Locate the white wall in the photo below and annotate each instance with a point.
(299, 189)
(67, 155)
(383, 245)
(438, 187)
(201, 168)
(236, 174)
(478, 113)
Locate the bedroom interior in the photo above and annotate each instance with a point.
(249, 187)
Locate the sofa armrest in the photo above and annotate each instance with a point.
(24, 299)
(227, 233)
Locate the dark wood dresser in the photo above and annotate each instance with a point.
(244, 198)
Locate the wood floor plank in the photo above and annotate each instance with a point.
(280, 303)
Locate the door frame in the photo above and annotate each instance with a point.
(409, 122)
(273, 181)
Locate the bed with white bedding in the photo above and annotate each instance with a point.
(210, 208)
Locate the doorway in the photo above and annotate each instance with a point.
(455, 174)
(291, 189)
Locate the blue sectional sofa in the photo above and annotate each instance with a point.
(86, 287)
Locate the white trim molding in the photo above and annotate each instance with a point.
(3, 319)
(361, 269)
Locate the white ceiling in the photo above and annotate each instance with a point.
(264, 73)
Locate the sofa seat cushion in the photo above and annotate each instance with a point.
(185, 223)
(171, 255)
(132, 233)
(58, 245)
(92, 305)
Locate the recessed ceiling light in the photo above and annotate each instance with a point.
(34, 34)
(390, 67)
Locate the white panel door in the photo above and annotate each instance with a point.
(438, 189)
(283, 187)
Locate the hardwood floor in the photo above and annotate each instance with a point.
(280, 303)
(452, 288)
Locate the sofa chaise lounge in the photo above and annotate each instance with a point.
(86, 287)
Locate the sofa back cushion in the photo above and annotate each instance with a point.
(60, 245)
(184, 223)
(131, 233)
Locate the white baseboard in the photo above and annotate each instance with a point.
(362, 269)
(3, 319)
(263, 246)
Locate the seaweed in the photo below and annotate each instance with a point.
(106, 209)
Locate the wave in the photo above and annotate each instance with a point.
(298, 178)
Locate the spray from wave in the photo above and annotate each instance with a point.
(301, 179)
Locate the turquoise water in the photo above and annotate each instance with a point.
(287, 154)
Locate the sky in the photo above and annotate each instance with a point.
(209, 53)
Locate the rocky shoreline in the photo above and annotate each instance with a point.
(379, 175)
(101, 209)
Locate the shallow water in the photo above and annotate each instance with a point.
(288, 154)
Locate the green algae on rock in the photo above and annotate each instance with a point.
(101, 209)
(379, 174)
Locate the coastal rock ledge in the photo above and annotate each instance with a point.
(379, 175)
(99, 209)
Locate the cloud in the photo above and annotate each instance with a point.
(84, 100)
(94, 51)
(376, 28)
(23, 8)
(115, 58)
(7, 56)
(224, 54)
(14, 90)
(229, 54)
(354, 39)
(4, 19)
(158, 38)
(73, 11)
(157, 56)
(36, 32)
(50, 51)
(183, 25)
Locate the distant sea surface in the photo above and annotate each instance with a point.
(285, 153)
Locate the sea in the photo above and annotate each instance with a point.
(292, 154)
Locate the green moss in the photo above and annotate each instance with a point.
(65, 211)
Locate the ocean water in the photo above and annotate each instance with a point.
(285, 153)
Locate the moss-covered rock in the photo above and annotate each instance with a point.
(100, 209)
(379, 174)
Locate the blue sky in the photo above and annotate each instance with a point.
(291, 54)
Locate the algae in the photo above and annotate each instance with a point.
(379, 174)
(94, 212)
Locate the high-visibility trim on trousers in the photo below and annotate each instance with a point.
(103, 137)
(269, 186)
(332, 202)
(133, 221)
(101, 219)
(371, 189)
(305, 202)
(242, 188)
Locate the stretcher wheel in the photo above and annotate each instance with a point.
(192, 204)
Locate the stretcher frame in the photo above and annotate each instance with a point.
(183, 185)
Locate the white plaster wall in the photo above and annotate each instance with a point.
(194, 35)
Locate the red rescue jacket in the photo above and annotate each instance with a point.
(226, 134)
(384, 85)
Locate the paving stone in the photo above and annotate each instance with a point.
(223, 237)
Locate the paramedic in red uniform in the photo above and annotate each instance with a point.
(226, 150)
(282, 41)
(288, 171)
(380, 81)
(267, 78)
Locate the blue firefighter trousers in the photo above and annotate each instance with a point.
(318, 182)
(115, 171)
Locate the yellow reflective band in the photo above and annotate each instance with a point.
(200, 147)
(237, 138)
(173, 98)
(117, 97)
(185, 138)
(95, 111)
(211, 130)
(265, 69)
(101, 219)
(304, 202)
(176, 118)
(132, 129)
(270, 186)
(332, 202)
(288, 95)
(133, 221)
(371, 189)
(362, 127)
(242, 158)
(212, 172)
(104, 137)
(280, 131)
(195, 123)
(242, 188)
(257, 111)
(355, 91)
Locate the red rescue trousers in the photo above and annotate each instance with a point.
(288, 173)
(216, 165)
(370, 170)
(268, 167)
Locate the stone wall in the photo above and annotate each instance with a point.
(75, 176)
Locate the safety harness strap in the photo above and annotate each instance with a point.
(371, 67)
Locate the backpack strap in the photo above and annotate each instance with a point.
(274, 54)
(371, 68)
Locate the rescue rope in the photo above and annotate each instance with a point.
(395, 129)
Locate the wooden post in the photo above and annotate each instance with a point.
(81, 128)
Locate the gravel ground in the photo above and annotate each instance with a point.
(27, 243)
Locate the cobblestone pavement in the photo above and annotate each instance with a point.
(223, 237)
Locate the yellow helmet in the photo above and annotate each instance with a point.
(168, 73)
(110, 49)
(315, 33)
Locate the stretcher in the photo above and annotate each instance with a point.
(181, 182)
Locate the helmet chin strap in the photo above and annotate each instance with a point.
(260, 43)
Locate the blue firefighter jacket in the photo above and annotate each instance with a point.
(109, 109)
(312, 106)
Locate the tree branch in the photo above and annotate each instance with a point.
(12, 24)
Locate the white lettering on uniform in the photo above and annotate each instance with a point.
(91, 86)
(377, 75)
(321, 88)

* [Problem statement]
Supply the entire listing above again, word for word.

* [Problem solution]
Locate the white wall in the photo below and annotate each instance with a point.
(299, 189)
(67, 155)
(383, 245)
(438, 187)
(201, 168)
(236, 174)
(478, 113)
Locate the bedroom interior in the photo above and annotate each instance with a point.
(249, 187)
Locate the sofa armrest in the photo above and annotate each instance with a point.
(24, 299)
(227, 233)
Locate the dark wood dresser in the photo above and annotate each instance with a point.
(244, 198)
Locate the wood floor plank in the photo above and annotate each instance with a point.
(280, 303)
Locate the door frame in the photo above and annotate each instance with a point.
(409, 122)
(273, 181)
Locate the bed with white bedding in the photo above and annotate each instance with a point.
(210, 208)
Locate the doorway in the photo above and annotate each instance with a point.
(455, 174)
(291, 189)
Locate the blue sectional sofa in the photo above and annotate each instance with a point.
(86, 287)
Locate the white trim molding in the photo above and annotate each instance with a point.
(3, 319)
(361, 269)
Locate the white ceiling in the photo above and annotate each instance with a point.
(264, 73)
Locate the sofa seat cushion in the photo above and annotate each instance with a point.
(185, 223)
(171, 255)
(132, 233)
(58, 245)
(92, 305)
Locate the recessed ceiling light in the photo above and annotate each instance with a point.
(34, 34)
(390, 67)
Locate the white panel door in the photo above and annotate each instance with a point.
(438, 189)
(283, 187)
Locate the hardwood floor in the photo above and annotate each instance with a point.
(280, 303)
(452, 288)
Locate the sofa chaise lounge in the photo above and annotate each instance with a point.
(86, 287)
Locate the sofa back cushion in the photo above and annotate each instance with a point.
(60, 245)
(184, 223)
(131, 233)
Locate the white baseboard in the photo above and annotate each instance with a point.
(362, 269)
(3, 319)
(263, 246)
Locate the seaweed in the photo below and annotate each instance with a point.
(106, 209)
Locate the wave in the photo above and annotate each instance with a point.
(298, 178)
Locate the spray from wave in the photo above and annotate each instance with a point.
(301, 179)
Locate the turquoise water in the photo above and annotate each instance with a point.
(287, 154)
Locate the sky in the photo above and annotate each instance with a point.
(209, 53)
Locate the rocky shoreline in the photo above and annotate each instance with a point.
(379, 175)
(101, 209)
Locate the shallow water in the photo above and annotate each instance with a point.
(288, 154)
Locate the green algae on rock in the photo above and annotate each instance with a point.
(101, 209)
(379, 174)
Locate the coastal rock ledge in the photo above and annotate each instance with a point.
(379, 175)
(99, 209)
Locate the cloud in the photo above and annotate each instance with a point.
(84, 100)
(94, 51)
(376, 28)
(23, 8)
(115, 58)
(7, 56)
(224, 54)
(14, 90)
(229, 54)
(354, 39)
(4, 19)
(158, 38)
(73, 11)
(157, 56)
(36, 32)
(50, 51)
(183, 25)
Locate the distant sea surface in the photo above and annotate each instance with a point.
(285, 153)
Locate the sea in the photo above and annotate each instance with a point.
(292, 154)
Locate the green moss in the photo above and annotate each instance with a point.
(65, 211)
Locate the ocean water in the photo above and annotate each instance with a point.
(285, 153)
Locate the moss-covered rock in the photo above and annotate each instance with a point.
(100, 209)
(379, 174)
Locate the blue sky in the photo above and annotate each instance with a point.
(291, 54)
Locate the algae in the photo above and annotate each instance with a point.
(379, 174)
(94, 212)
Locate the high-visibility trim on trousers in the photo below and annotate each instance with a point.
(103, 137)
(269, 186)
(332, 202)
(133, 221)
(101, 219)
(371, 189)
(305, 202)
(242, 188)
Locate the stretcher wheel in the photo above and annotate each instance with a point.
(192, 204)
Locate the stretcher frame in the photo above and annotate each instance with a point.
(183, 185)
Locate the white plaster wall in the photo above and annotate each instance with a point.
(194, 35)
Locate the red rescue jacket in the photo above and annotate each instance with a point.
(226, 134)
(384, 85)
Locate the paving stone in the photo above and annotate each instance with a point.
(223, 237)
Locate the paramedic in red uniform in the photo above and annotate each instance with a point.
(226, 150)
(282, 41)
(288, 171)
(380, 81)
(267, 78)
Locate the blue firefighter trousers in the photo above and annotate each instance with a point.
(318, 182)
(115, 171)
Locate the yellow reflective band in the photo above and annotate each instance with a point.
(200, 147)
(237, 138)
(173, 98)
(117, 97)
(185, 138)
(95, 111)
(211, 130)
(265, 69)
(101, 219)
(304, 202)
(176, 118)
(132, 129)
(270, 186)
(332, 202)
(288, 95)
(133, 221)
(371, 189)
(362, 127)
(242, 158)
(212, 172)
(104, 137)
(280, 131)
(195, 123)
(242, 188)
(257, 111)
(355, 91)
Locate the red rescue trousers in the photo above and annotate each instance with a point.
(288, 173)
(216, 165)
(370, 170)
(268, 167)
Locate the stone wall in the photo above and annotate each instance with a point.
(75, 176)
Locate the safety harness strap in the photo above and annotate each instance with a point.
(371, 67)
Locate the backpack strap in the photo above and annotate each instance with a point.
(274, 54)
(371, 68)
Locate the rescue rope in the photo above and annotate each instance with a point.
(395, 129)
Locate the wooden post in the photo above and annotate each instance with a point.
(81, 128)
Locate the gravel ground in the photo above and annotate each instance with a point.
(27, 243)
Locate the cobblestone pavement in the photo above and annotate each instance with a point.
(223, 237)
Locate the yellow helmet in the photo above and annotate each instance with a point.
(168, 73)
(110, 49)
(315, 33)
Locate the stretcher in the photo above and annotate each instance with a point.
(181, 182)
Locate the helmet chin strap in the photo above and annotate each instance with a point.
(260, 43)
Locate the blue firefighter jacket in the photo above and annotate each instance with a point.
(109, 109)
(312, 106)
Locate the tree branch in the photo above and annotate each instance with a point.
(12, 24)
Locate the white lettering on uniform in the photo above and annotate each instance with a point.
(91, 86)
(377, 75)
(321, 88)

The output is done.